■ WORK REQUEST ■
Copy the soup recipe word for word, from "One large potato" to "a paper towel.".

═════ PAGE EXTRACT ═════

Loosey goosey ingredients
Either 2 slabs bacon or 1 Tbsp butter
Nice big onion
Garlic clove (optional)
One large potato per person + 2 for the pot
Bay leaf, a dash of thyme, wee bit o'nutmeg, a soup├žon of smoked Spanish paprika at the end
Broth - can be water, chicken, clam juice, seafood, vegetable, or some combination thereof, enough to cover the potatoes
Half and half - quarter cup or thereabouts, depending on the volume of the soup itself
Medium white fish - I used about 3/4 lb beautiful haddock filets, which fed 3 people and provided leftovers

So the principle here is to make an extremely easy and flexible soup base to which you can add pretty much anything you have on hand. You begin with a few nice slabs of bacon (or skip if you don't do the bacon thing), which you cut into small pieces and fry in a soup pot until crispy. Remove them with a slotted spoon and let drain on a paper towel.

Next, get a nice big onion and dice it into little bits. Drop them all into the bacon grease (or a tablespoon of butter, if you're just starting), reduce heat, and slowly stir until the onions relax and become translucent. The act of standing over a pot of simmering onions is, in itself, bliss.

═════ LISTED ENTRIES ═════

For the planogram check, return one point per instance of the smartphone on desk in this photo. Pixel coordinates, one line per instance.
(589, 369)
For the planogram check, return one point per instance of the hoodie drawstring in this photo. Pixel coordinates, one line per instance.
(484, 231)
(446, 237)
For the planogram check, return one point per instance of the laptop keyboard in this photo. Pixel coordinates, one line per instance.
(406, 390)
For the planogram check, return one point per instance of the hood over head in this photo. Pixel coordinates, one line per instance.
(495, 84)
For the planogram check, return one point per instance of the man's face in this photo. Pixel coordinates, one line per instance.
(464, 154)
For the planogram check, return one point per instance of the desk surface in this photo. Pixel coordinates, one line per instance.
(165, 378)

═════
═════ LISTED ENTRIES ═════

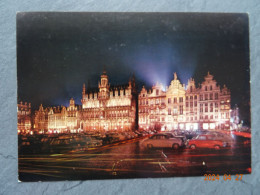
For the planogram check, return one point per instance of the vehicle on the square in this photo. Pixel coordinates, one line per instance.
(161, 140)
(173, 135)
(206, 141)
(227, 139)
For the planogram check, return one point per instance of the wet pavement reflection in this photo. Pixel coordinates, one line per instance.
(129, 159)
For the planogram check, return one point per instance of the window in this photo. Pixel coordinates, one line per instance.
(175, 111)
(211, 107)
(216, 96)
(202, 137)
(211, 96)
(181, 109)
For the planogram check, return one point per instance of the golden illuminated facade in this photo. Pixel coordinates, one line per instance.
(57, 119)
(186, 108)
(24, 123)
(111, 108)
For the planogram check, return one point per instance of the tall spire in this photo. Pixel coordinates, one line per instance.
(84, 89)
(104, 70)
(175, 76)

═════

■ EXERCISE RESULT ■
One large potato per person + 2 for the pot
Bay leaf, a dash of thyme, wee bit o'nutmeg, a soup├žon of smoked Spanish paprika at the end
Broth - can be water, chicken, clam juice, seafood, vegetable, or some combination thereof, enough to cover the potatoes
Half and half - quarter cup or thereabouts, depending on the volume of the soup itself
Medium white fish - I used about 3/4 lb beautiful haddock filets, which fed 3 people and provided leftovers

So the principle here is to make an extremely easy and flexible soup base to which you can add pretty much anything you have on hand. You begin with a few nice slabs of bacon (or skip if you don't do the bacon thing), which you cut into small pieces and fry in a soup pot until crispy. Remove them with a slotted spoon and let drain on a paper towel.